- Born: July 18, 1932 Brooklyn, New York
- Died: October 24, 2022 (aged 90) Baltimore, Maryland
- Spouse: Jeptha Piatigorsky ​ ​(m. 1960; died 2019)​

Academic background
- Education: BA, 1952, Columbia College MD, 1956, New York University Grossman School of Medicine

Academic work
- Institutions: Johns Hopkins University Tufts University School of Medicine

= Daniel B. Drachman =

American neurologist (1932–2022)

Daniel B. Drachman (July 18, 1932 – October 24, 2022) was an American neurologist. He is one of the founding members of the Johns Hopkins University's Department of Neurology.

==Early life and education==
Drachman and his twin brother David were born to teachers Julian and Emily Drachman in 1932 in New York. Growing up, he played the soprano saxophone before switching to the clarinet on the advice of his music teacher. Drachman and his brother graduated with bachelor's degrees from Columbia College and Drachman went on to earn his medical degree from the New York University Grossman School of Medicine. Following this, he completed an internship at Beth Israel Deaconess Medical Center and residency at Boston City Hospital.

TASK ITEM A —
Copy the part of the Daniel B. Drachman biography starting at "American neurologist (1932–2022)" and ending at "Boston City Hospital.", word for word.
TASK ITEM B —
According to the Daniel B. Drachman biography, at which hospital did Drachman complete his residency?

DATA —
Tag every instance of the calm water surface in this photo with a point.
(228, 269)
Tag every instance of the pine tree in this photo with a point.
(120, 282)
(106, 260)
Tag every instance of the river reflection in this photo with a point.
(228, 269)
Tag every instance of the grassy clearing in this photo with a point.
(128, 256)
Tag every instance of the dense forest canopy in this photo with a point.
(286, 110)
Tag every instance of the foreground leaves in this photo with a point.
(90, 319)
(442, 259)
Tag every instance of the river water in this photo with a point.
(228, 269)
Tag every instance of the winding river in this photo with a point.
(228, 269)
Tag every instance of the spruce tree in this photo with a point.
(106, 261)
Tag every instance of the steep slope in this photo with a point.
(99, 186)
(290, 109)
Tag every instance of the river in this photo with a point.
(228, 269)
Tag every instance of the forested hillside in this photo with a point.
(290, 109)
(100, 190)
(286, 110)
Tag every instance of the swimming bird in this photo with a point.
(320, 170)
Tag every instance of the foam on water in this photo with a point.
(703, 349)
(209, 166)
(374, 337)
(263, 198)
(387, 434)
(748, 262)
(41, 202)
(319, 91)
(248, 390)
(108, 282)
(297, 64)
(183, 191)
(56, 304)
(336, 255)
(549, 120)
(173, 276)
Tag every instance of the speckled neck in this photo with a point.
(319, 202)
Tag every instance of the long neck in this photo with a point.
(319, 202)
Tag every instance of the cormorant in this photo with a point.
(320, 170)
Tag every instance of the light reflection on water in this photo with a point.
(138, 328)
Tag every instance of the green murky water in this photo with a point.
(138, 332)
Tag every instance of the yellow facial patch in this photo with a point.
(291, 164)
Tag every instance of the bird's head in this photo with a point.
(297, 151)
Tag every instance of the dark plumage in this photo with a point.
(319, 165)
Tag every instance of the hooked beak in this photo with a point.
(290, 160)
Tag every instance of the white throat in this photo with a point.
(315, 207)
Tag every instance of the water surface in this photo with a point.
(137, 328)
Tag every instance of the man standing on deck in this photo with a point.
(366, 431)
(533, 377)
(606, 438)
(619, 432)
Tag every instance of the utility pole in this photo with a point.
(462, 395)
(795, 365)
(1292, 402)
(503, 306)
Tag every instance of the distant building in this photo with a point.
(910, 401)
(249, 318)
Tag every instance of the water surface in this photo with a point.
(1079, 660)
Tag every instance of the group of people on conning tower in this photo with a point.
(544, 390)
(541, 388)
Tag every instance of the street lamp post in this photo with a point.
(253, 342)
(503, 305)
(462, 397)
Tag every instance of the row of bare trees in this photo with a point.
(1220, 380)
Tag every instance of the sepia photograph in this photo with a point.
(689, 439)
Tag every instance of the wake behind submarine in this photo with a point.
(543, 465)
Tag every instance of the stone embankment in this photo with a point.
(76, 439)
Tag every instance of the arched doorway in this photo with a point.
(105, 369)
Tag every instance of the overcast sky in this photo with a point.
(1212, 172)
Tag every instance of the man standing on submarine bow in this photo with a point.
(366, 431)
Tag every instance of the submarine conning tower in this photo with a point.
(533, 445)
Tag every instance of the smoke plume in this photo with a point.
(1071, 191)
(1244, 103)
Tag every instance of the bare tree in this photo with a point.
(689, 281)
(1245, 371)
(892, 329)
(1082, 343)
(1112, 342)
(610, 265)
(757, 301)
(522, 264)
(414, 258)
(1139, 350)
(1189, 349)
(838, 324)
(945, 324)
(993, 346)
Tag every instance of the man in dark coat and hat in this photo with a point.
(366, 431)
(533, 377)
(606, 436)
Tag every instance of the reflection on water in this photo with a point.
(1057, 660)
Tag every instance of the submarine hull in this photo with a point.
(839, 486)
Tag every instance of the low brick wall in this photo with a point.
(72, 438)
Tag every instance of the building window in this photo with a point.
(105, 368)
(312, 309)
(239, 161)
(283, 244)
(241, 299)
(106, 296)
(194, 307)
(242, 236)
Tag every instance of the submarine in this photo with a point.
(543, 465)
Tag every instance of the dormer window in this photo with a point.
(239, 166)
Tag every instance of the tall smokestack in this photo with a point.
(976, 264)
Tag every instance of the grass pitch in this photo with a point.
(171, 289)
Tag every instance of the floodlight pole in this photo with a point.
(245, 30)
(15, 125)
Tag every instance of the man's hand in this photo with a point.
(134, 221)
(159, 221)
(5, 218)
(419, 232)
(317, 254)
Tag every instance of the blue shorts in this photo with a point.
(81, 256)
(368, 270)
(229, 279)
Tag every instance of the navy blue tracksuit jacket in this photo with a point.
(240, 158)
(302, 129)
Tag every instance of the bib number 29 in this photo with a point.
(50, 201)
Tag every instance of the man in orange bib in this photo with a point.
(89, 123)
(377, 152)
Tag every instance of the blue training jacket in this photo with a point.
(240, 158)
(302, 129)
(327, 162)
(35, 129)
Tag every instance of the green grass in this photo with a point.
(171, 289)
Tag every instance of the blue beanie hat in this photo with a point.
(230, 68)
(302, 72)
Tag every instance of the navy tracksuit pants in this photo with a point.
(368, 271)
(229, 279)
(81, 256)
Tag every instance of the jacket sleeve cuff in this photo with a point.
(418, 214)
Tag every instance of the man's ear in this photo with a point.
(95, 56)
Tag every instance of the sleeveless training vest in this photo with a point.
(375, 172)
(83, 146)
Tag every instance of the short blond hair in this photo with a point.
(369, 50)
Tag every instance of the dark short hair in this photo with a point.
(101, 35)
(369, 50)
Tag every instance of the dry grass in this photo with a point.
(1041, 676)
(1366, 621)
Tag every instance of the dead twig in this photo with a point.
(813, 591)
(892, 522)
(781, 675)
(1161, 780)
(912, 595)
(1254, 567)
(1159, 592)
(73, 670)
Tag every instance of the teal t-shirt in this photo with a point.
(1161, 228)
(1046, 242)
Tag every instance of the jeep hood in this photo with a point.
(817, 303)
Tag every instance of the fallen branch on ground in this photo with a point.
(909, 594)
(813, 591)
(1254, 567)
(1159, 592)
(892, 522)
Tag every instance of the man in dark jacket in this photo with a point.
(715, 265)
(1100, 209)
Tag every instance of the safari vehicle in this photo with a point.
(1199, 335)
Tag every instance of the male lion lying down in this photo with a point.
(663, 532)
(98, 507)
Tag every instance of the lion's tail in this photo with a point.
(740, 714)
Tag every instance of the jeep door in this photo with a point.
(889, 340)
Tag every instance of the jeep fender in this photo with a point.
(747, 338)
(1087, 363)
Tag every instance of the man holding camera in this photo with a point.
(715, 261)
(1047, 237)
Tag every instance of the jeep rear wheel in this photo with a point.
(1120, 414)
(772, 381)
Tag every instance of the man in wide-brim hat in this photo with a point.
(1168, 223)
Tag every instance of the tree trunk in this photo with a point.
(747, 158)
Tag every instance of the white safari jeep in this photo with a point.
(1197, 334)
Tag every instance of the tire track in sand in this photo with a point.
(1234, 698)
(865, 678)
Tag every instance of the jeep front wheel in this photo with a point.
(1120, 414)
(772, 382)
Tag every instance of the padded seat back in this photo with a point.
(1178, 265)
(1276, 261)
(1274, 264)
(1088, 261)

ANSWER SECTION A —
American neurologist (1932–2022)

Daniel B. Drachman (July 18, 1932 – October 24, 2022) was an American neurologist. He is one of the founding members of the Johns Hopkins University's Department of Neurology.

==Early life and education==
Drachman and his twin brother David were born to teachers Julian and Emily Drachman in 1932 in New York. Growing up, he played the soprano saxophone before switching to the clarinet on the advice of his music teacher. Drachman and his brother graduated with bachelor's degrees from Columbia College and Drachman went on to earn his medical degree from the New York University Grossman School of Medicine. Following this, he completed an internship at Beth Israel Deaconess Medical Center and residency at Boston City Hospital.

ANSWER SECTION B —
Boston City Hospital